> _Page_:
* * * * *

C’était Martin Weill il y a deux ans. C’était Guillaume Meurice cette année. Mais aucun journaliste. A croire qu’il n’y a plus que les comiques qui se rendent à la Marche pour la Vie. Et ce n’est jamais pour se moquer des Femen, qui y font régulièrement leur petit happening.

Pour les médias, l’allusion vaut soutien

Les journalistes avaient l’excuse de la météo, exécrable ce jour-là. Ce qui me laisse penser, d’ailleurs, que l’évacuation musclée des Femen était inutile. Torse nu par 7°C, sous la pluie et le vent, elles n’auraient pas tenu bien longtemps de toute façon.

* * * * *

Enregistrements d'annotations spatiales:
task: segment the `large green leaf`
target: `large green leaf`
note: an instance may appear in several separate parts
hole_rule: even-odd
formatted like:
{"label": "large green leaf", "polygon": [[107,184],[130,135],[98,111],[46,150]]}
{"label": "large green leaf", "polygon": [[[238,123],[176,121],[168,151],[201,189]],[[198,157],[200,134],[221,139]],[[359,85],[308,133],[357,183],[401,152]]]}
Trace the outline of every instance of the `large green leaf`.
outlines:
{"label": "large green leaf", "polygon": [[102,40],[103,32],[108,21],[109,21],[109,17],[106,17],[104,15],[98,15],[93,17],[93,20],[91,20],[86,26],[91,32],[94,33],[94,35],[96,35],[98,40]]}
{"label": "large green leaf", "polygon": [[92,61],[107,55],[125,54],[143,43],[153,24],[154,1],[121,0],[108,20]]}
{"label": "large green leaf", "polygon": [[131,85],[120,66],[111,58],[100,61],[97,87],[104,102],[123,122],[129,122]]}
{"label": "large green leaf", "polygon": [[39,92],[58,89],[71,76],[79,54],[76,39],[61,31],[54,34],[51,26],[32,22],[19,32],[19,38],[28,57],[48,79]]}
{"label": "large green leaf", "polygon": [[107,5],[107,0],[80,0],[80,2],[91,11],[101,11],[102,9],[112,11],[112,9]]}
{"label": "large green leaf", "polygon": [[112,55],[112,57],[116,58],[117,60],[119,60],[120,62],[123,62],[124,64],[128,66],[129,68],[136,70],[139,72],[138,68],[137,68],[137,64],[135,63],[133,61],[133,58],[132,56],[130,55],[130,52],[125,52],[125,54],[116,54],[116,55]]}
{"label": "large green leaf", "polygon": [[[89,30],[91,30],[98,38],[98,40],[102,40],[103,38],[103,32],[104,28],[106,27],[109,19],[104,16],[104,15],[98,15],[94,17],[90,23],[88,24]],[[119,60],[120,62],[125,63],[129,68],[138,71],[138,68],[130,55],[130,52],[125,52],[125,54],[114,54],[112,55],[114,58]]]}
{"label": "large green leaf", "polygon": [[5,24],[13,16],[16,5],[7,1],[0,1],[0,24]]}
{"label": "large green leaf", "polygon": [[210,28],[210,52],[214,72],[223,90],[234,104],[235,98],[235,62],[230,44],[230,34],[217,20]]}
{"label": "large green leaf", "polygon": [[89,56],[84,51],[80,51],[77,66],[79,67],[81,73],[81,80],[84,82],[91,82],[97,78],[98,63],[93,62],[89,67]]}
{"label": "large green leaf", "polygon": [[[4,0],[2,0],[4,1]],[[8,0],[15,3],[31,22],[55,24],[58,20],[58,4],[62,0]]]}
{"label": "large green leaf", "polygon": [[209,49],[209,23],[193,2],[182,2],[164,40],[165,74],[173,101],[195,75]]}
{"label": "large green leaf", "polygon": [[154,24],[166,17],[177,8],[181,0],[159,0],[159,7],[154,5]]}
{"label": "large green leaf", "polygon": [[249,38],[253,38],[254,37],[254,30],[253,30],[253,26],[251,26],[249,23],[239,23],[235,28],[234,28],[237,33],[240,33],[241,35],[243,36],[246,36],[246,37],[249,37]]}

* * * * *

> _Problème à résoudre_:
Pouvez-vous résumer la page en deux phrases ? Les entrées n'ont aucun rôle ici.

> _Réponse attendue_:
Martin Weill il y a deux ans, puis Guillaume Meurice cette année, sont venus à la Marche pour la Vie, mais aucun journaliste, comme si seuls les comiques s'y rendaient encore, et jamais pour se moquer des Femen qui y font régulièrement leur petit happening. La météo exécrable excusait les journalistes, et la page juge inutile l'évacuation musclée des Femen, qui, torse nu par 7 °C sous la pluie et le vent, n'auraient de toute façon pas tenu bien longtemps.